- **Brief**
Please report every line in the material below that contains the string "positive", copying each one in full. Case counts.

==== Dataset content ====

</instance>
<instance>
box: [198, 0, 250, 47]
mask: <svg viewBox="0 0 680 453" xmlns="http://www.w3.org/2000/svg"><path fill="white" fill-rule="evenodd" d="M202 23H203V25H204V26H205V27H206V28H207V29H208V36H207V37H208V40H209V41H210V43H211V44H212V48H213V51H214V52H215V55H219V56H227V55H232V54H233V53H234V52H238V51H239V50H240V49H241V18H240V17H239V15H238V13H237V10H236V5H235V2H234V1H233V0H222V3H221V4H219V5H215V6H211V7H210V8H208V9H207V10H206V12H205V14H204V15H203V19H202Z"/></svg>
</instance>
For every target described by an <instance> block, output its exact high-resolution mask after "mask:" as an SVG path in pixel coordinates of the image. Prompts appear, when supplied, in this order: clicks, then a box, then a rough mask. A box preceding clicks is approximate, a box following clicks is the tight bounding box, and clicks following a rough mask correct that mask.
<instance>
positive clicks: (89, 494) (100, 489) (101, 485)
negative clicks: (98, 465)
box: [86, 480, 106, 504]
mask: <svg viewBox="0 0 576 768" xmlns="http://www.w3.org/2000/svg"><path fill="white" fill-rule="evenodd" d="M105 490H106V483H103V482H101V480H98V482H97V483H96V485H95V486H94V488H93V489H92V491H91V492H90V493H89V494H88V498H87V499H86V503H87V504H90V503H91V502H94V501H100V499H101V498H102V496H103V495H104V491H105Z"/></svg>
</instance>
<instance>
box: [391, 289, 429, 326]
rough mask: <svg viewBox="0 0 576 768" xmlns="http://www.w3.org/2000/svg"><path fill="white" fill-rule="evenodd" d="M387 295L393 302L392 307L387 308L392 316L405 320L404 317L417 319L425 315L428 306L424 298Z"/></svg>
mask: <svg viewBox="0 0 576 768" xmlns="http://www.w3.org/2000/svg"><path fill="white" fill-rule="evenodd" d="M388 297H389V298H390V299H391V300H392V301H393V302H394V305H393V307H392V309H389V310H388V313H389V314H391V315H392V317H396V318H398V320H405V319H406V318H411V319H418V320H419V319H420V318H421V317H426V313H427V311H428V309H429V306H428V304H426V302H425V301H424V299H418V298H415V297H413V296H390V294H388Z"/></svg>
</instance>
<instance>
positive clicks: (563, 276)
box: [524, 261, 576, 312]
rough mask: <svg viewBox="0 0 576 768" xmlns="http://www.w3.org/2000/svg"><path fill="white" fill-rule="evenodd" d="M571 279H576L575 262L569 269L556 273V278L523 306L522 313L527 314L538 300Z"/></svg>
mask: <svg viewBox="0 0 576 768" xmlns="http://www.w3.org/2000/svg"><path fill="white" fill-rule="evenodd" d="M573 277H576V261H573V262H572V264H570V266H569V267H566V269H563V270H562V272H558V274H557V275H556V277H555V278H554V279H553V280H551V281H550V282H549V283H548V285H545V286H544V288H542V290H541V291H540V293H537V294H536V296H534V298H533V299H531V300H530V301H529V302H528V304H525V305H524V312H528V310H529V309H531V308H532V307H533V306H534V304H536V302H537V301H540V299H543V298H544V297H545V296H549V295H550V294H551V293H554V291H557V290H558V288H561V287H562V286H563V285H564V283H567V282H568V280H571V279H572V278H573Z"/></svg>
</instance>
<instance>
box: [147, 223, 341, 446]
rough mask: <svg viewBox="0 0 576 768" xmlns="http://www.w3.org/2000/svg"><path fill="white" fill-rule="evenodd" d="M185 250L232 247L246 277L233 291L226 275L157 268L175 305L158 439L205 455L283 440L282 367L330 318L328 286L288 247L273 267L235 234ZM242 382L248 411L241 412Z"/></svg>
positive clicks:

====
==== Dataset content ====

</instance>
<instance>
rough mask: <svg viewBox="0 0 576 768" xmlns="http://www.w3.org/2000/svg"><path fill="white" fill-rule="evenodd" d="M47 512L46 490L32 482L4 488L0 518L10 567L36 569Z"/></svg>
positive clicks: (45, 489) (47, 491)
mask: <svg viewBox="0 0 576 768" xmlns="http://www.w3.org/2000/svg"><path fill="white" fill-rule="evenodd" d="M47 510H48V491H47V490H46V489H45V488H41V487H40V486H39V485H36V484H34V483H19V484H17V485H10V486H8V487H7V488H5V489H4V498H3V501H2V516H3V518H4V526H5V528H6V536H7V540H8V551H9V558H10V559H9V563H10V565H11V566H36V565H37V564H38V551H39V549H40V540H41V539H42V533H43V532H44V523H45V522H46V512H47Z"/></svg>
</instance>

====

- **The answer**
positive clicks: (89, 494) (100, 489) (101, 485)
positive clicks: (563, 276)
positive clicks:
positive clicks: (45, 489) (47, 491)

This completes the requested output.